### GIVEN REQUEST A
Present the stretch of the entries from the line containing "TARGET = road sign" through the last line of the entries as a numbered list, leaving out any blank lines.

### SELECTION
That's why you never hire a PhD. They're only good at making the most complex answer because that's what they base their income on... coming up with new complex answers to problems that are often easily solved by using a little human intellect.
Posted by: Collin Cusce | April 04, 2008 at 02:06 AM
anon writes: "In some sense, one can view "domain knowledge" as a kind of "data"."
I suppose you could look at it this way. But I also suppose you can look at domain knowledge as a way of crafting better algorithms.
Take a Markov Random Field, for example. In the absence of an actual domain, a naive machine learning algorithm would be based on a fully-connected graph, with all hidden/inferred states connected to all other hidden/inferred states.
If that is what you've got, then of course more data is going to improve upon your naivete. You're going to need more data simply to deal with the fact that you have so many parameters to fit.
On the other hand, if you know that there are certain states between which a transition or dependency will never take place, then you can remove those edges from the graph. It will then take less data to properly train this simpler graph.
So that process of removing an edge.. you would call that "having more data"? I would call that "having a better algorithm".
And note that the computational complexity is actually lower for this smarter algorithm, than for the original, naive algorithm.
Now, Collin makes a good point in that not every single problem lends itself to smarter algorithms. Or, even if the algorithms could be improved, certain UMD Professors might not be capable of doing so. Sometimes it's just better to go out and get more data.
So I do not categorically believe that better algorithms will beat more data. Depending on the domain, sometimes it might, sometimes it might not. I am just reacting against the belief that, if given the choice between better algorithms and better data, that better data will always win. I just don't see how this is true.
Posted by: jeremy | April 04, 2008 at 11:30 AM
Great posts Anand! I've subscribed to your blog.
Quick question for you: can you recommend a couple of books to get me started with data mining? I've got a degree in computer engineering and I'm an experienced programmer. I know some of the ideas involved in data mining, but I have no formal education in it. Are there any books that assume computer science knowledge, start with basics, but cover advanced topics as well?
Posted by: ethan | April 05, 2008 at 11:02 AM
Ethan: There's a recent book, "Programming Collective Intelligence" by Toby Segaran, that is one of the better basic intros to applied machine learning that I've seen. It assumes basic CS and not much else, and does a good job explaining various algorithms and problems. Not sure if it's the best fit for "data mining" but might be worth a look...
http://www.oreilly.com/catalog/9780596529321/
Posted by: Brendan O'Connor | April 12, 2008 at 01:17 AM
@Ethan: I don't know personally of a great book on data mining -- I don't recommend one for the students in my Stanford class. Instead we use the lecture notes from classes with additional readings, listed on the course web site.

### DATA SHOWN
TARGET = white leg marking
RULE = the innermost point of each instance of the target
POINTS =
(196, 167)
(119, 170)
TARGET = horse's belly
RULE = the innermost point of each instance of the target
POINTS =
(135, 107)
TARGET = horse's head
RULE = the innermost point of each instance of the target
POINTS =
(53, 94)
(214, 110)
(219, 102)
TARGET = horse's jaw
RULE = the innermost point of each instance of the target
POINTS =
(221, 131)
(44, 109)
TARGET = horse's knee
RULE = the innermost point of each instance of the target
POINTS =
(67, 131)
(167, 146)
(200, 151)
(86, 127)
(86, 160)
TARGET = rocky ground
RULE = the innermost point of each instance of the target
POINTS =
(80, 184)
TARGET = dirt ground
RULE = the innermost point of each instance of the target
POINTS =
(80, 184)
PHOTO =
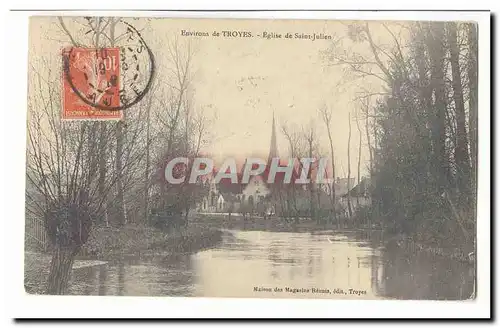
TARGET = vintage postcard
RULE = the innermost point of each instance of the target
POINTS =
(252, 158)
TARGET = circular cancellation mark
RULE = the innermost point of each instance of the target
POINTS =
(97, 84)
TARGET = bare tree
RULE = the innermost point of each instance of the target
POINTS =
(349, 208)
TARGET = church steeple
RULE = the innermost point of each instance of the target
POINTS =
(273, 150)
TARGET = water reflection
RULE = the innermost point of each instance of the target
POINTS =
(249, 259)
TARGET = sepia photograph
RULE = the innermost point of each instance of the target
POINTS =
(252, 158)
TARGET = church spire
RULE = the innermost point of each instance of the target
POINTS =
(273, 150)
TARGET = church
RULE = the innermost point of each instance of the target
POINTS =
(253, 196)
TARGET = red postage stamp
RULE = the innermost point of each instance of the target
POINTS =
(91, 84)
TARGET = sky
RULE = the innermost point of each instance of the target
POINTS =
(244, 81)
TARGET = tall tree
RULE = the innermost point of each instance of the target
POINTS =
(462, 145)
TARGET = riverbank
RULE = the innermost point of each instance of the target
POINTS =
(111, 242)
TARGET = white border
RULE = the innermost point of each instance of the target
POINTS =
(23, 305)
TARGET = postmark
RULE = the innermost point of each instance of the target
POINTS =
(102, 82)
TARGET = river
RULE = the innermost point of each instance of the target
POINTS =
(284, 265)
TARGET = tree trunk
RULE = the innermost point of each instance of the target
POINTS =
(349, 209)
(146, 170)
(462, 145)
(120, 202)
(60, 270)
(102, 171)
(332, 191)
(359, 157)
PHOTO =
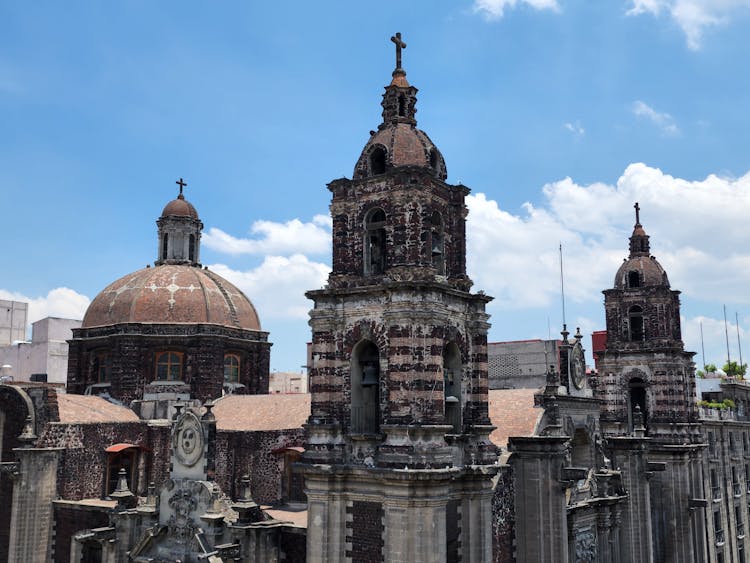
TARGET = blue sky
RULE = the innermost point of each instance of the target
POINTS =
(558, 114)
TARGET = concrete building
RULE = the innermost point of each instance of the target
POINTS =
(13, 319)
(45, 358)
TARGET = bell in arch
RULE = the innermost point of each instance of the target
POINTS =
(370, 374)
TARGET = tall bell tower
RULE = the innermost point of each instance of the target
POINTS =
(647, 385)
(398, 462)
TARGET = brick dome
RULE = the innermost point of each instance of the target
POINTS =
(399, 144)
(179, 207)
(172, 294)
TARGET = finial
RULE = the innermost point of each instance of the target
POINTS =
(182, 184)
(399, 45)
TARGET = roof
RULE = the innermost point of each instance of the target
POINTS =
(83, 409)
(172, 294)
(512, 411)
(262, 412)
(179, 207)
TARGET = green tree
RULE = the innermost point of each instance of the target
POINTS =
(735, 369)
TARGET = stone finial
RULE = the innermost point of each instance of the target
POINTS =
(208, 414)
(27, 436)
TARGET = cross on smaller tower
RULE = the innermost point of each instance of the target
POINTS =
(399, 45)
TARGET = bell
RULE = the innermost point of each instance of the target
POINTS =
(370, 375)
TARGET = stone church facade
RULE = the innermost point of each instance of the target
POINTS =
(168, 448)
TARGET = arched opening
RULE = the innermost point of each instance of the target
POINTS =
(438, 243)
(635, 318)
(637, 398)
(582, 453)
(377, 161)
(634, 279)
(452, 371)
(365, 377)
(375, 242)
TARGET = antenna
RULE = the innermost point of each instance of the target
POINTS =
(562, 285)
(739, 344)
(726, 334)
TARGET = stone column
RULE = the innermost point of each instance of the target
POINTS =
(629, 455)
(31, 512)
(540, 499)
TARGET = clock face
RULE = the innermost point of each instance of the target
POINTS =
(578, 366)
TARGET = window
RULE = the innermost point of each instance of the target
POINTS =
(635, 316)
(634, 279)
(375, 242)
(102, 367)
(452, 386)
(365, 388)
(715, 488)
(377, 161)
(169, 366)
(718, 530)
(438, 243)
(231, 368)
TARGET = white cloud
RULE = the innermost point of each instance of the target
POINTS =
(515, 256)
(693, 16)
(59, 302)
(495, 9)
(275, 238)
(575, 128)
(277, 286)
(663, 121)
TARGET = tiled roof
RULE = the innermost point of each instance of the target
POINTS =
(514, 414)
(262, 412)
(81, 409)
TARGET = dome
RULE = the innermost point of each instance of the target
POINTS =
(172, 294)
(399, 144)
(650, 273)
(179, 207)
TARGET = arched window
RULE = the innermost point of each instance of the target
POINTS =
(438, 243)
(635, 318)
(375, 242)
(231, 368)
(169, 366)
(377, 161)
(582, 453)
(102, 367)
(365, 397)
(634, 279)
(452, 372)
(637, 398)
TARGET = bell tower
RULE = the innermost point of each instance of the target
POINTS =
(647, 387)
(398, 462)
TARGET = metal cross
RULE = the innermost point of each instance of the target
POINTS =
(182, 184)
(399, 45)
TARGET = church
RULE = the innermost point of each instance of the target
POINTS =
(167, 447)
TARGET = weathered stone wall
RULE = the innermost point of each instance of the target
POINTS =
(257, 454)
(133, 348)
(503, 517)
(70, 519)
(364, 522)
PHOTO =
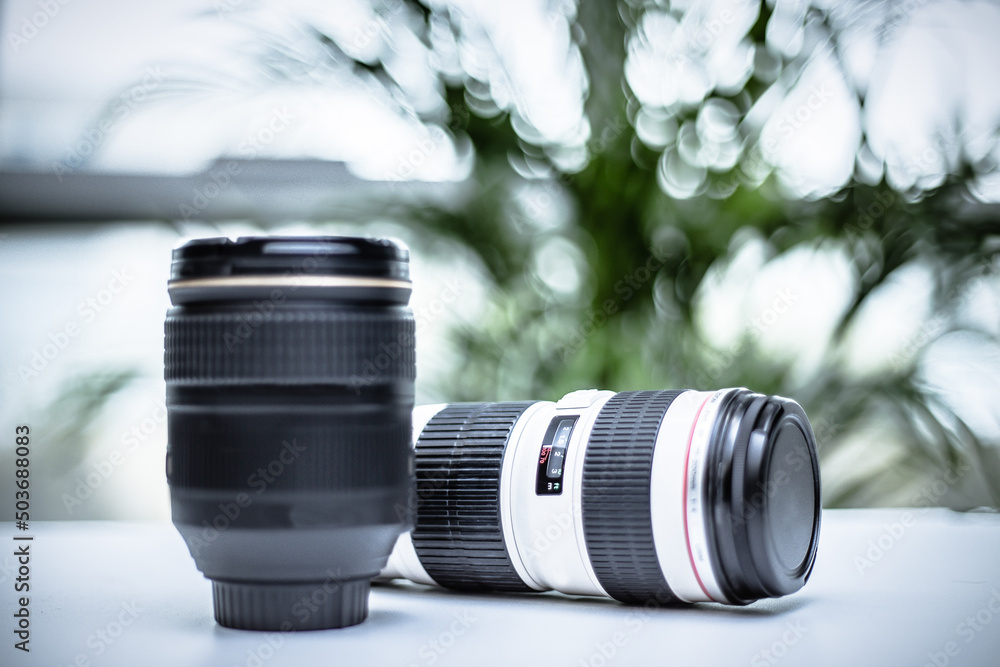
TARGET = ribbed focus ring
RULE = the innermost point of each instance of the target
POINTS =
(301, 346)
(617, 522)
(458, 535)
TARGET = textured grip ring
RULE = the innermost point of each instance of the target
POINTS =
(458, 535)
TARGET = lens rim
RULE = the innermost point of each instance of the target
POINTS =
(337, 268)
(747, 565)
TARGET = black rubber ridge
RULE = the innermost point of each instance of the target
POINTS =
(458, 535)
(617, 521)
(357, 347)
(290, 606)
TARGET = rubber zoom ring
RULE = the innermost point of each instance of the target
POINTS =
(359, 348)
(617, 520)
(459, 535)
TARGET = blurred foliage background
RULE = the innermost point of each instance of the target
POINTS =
(655, 213)
(661, 196)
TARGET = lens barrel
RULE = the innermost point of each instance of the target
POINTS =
(290, 369)
(664, 496)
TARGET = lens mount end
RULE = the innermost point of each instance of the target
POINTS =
(272, 606)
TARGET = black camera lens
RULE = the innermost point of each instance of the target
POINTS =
(289, 365)
(663, 496)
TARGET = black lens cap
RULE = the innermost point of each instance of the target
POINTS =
(766, 497)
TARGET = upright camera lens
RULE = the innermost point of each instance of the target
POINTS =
(290, 371)
(663, 496)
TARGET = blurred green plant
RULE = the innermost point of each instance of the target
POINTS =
(633, 323)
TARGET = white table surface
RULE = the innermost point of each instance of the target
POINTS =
(915, 603)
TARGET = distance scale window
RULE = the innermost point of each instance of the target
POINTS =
(552, 457)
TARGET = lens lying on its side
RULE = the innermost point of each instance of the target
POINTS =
(670, 496)
(290, 369)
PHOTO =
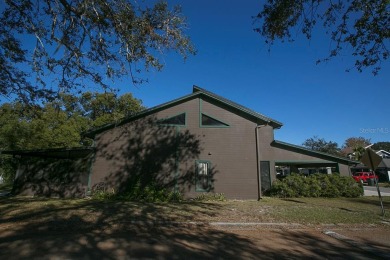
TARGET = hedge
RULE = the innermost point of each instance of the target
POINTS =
(316, 185)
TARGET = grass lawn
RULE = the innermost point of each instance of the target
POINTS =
(87, 212)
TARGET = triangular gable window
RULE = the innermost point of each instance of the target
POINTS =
(175, 120)
(209, 121)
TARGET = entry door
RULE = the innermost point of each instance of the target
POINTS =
(265, 175)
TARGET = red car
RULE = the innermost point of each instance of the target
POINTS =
(363, 177)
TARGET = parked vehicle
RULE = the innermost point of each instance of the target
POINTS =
(364, 177)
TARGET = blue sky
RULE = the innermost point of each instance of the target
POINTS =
(285, 84)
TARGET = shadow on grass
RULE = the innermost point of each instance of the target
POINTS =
(73, 229)
(111, 230)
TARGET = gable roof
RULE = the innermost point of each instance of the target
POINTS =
(313, 153)
(196, 93)
(59, 153)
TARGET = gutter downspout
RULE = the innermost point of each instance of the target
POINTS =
(259, 195)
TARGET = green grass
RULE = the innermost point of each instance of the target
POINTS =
(309, 211)
(4, 187)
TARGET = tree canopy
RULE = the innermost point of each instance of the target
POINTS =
(60, 123)
(321, 145)
(362, 26)
(381, 146)
(61, 46)
(354, 147)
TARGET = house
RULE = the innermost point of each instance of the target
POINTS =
(198, 143)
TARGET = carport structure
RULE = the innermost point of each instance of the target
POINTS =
(297, 157)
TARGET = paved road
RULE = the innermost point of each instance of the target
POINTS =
(372, 191)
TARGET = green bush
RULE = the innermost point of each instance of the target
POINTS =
(149, 193)
(210, 197)
(316, 185)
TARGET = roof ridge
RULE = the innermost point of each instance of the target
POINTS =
(235, 104)
(310, 150)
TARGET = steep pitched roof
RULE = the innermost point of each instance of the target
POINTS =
(311, 152)
(197, 92)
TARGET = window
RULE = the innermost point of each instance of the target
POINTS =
(179, 120)
(212, 122)
(202, 176)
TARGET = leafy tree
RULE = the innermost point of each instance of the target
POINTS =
(71, 44)
(355, 146)
(104, 108)
(58, 123)
(61, 122)
(381, 146)
(321, 145)
(360, 25)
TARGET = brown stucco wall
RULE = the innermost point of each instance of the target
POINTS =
(142, 149)
(272, 153)
(64, 178)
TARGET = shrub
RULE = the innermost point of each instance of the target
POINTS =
(316, 185)
(151, 192)
(211, 197)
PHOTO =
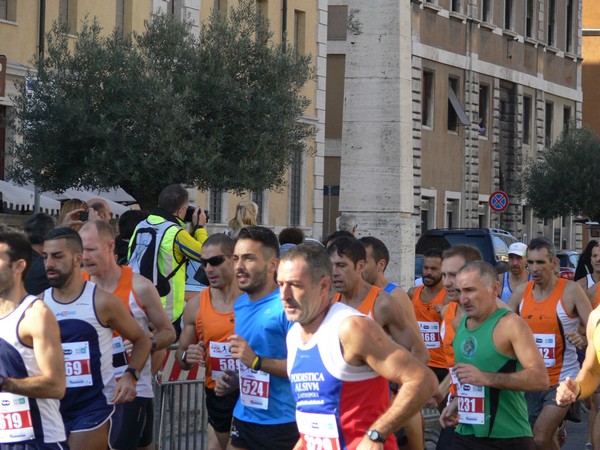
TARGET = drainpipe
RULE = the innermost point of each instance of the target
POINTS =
(41, 47)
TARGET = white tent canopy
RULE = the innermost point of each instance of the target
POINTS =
(21, 199)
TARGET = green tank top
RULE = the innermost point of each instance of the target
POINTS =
(485, 411)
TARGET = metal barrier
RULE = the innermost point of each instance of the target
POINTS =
(180, 412)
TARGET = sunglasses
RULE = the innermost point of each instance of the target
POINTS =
(214, 261)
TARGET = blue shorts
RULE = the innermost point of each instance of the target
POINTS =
(87, 420)
(131, 424)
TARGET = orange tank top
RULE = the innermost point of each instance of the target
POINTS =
(549, 322)
(368, 304)
(213, 328)
(430, 324)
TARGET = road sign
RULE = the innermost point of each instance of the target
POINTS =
(498, 201)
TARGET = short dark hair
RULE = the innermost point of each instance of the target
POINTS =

### GIVEN REQUEST B
Extend the forum discussion of better algorithms versus more data, picking up after its final sentence.

### ANSWER A
1. TARGET = road sign
2. RULE = the innermost point of each instance of the target
3. POINTS =
4. (498, 201)
5. TARGET = short dark hair
6. RULE = the innermost point of each instance of the target
7. POINTS =

### ANSWER B
http://www.stanford.edu/class/cs345a
That said, I did a quick check of the book Brendan O'Connor recommends and it looks promising. Thanks Brendan!
Posted by: Anand Rajaraman | April 14, 2008 at 10:27 PM
Thanks Brendan and Anand, I'll start there.
Posted by: ethan | April 18, 2008 at 02:19 PM
You should check out Peter Norivg's talk on "Theorizing from Data".
He also underlines the importance of data over better algorithms, and illustrates his point with a number of measurements from Google projects.
http://www.youtube.com/watch?v=nU8DcBF-qo4
Posted by: Julien | April 25, 2008 at 09:50 PM
Comments about bad scaling should be taken with a bit of a grain of salt. In practice, sparsity and diminishing returns make apparently infeasible algorithms much easier.
SVD was cited as an example with poor scaling properties. Indeed, a naive implementation has O(n^3) complexity or worse due to the presence of matrix multiplication. In practice, the multiplications needed can be approximated by random walks or by sparse matrix multiplication (with cost of about O(n)) and only a few singular values/vectors are useful (the rest are basically noise). The result is a roughly O(n) algorithm.
Another example is clustering along the lines of k-means. Again, the complexity looks daunting, but in practice it is much better because you can find the large clusters in a quick pass over a small fraction of the data, use a larger fraction to work out smaller clusters and then make a single pass over most of the data. Again, this is effectively O(k n) which isn't all that bad. You can even use the last pass to kick out the few points that appear not to be well enough modeled by the known clusters (sampling!) and then use those to update the clustering. This has essentially no impact on scaling because the number of data points not well modeled quickly becomes minute and you can do anything you like to them without impacting scaling.
So the summary should be that "better algorithms with good implementations work even better than silly implementations of naive algorithms".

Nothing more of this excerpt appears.